What you are asked to do
Reproduce every line of the data below word for word, leaving out the pictures.

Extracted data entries
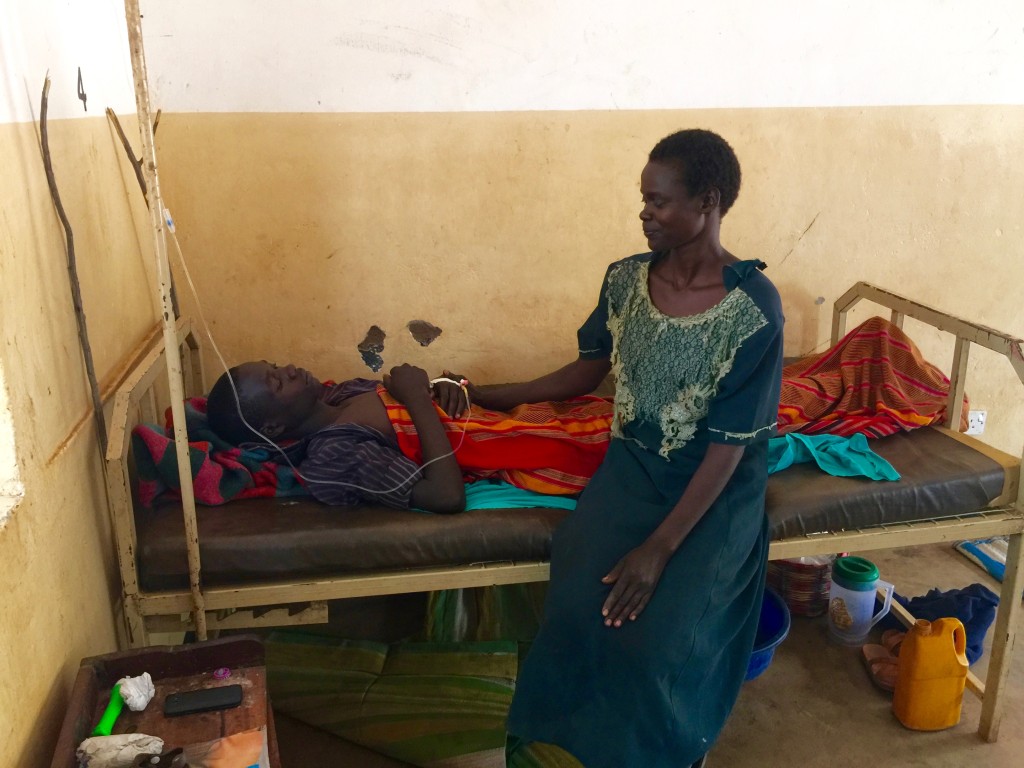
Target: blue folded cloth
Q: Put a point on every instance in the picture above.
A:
(974, 605)
(837, 455)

Response for this exercise
Target: blue folded cloth
Q: Put a point on every instance in the picture above.
A:
(974, 605)
(837, 455)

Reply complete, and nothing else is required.